Problem description: Would you return the complete listing below word for word?

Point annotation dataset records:
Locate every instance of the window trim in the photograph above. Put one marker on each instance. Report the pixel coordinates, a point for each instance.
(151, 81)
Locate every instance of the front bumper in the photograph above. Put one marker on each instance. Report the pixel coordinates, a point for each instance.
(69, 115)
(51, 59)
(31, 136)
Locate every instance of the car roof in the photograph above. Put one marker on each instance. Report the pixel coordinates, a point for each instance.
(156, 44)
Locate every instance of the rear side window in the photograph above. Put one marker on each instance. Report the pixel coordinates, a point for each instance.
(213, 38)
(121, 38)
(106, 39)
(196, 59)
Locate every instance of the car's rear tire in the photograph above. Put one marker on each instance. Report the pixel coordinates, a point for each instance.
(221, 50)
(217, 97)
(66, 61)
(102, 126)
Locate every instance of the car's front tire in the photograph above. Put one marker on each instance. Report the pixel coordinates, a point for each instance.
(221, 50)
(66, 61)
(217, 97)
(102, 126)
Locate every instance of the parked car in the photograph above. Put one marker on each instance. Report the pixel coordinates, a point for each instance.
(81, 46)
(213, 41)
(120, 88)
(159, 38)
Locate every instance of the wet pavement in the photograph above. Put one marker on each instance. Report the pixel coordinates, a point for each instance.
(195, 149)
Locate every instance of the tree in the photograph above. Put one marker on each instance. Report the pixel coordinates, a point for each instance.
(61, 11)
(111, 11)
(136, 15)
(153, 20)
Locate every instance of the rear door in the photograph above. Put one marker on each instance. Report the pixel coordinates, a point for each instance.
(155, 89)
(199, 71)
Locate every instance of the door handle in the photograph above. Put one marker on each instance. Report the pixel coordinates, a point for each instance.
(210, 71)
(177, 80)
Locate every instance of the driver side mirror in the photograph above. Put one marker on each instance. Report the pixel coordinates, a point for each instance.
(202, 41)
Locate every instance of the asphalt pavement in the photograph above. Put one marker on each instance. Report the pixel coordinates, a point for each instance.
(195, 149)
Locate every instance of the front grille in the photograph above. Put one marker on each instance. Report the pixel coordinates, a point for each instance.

Correct result:
Locate every instance of the window trim in the photograph above. Put one marker on each instance. Report the pixel coordinates, a point for each instance.
(151, 81)
Locate every instance of the front bumper in the photograph above. Put one marker on each instance. Report the pixel coordinates, a point for each instance.
(69, 115)
(51, 59)
(31, 136)
Locate every instance of the car roof in the photograph above. Put one marker on each instance. Report the pixel coordinates, a point for each instance.
(156, 44)
Locate every instance of the rear side window in the photograph above. Put one marker on each instance. Report the pixel coordinates, a point for each instance.
(213, 38)
(121, 38)
(106, 39)
(196, 59)
Locate every instance of the car's rear tire in the photograph above. Put one marker on each instance. Report the pixel coordinates, a point for each instance.
(221, 50)
(217, 97)
(66, 61)
(102, 126)
Locate every instance of the car's front tire in the photograph above. Put one marker on each instance. Report the pixel coordinates, a point for each instance.
(221, 50)
(66, 61)
(217, 97)
(102, 126)
Locate every instance of the parked car in the photograph above. Put one marker on each instance. Report the pixel coordinates, a point for each instance.
(81, 46)
(213, 41)
(120, 88)
(159, 38)
Locate every instance of the wet pavement in the photograph above. Put one marker on each instance. Report the pixel coordinates, a point for each instance.
(195, 149)
Locate every instance of the tree in the photograph above. Put one marker on each instance. Report the pixel coordinates, a point for each instance.
(61, 11)
(111, 11)
(136, 15)
(153, 20)
Locate every instance of the rear door in the photograph above. Put one marker on each instance. Report the pixel coordinates, a point for each instance.
(155, 89)
(199, 71)
Locate every instance of the door handle in the photograph above. Put one marker on each instance. Report the pixel coordinates, a point for each instance.
(210, 71)
(177, 80)
Locate every instance of the driver side mirror in the photograph above. Put one marker on each instance. Report the pixel coordinates, a point for each instance.
(202, 41)
Locate every instance of the asphalt pavement in the photograph above. Put one marker on each instance. Report the pixel coordinates, a point for each instance.
(195, 149)
Locate every instance of the front grille in the photograph above. Put one marker on each instance. Report the pixel coordinates, a point for each instance.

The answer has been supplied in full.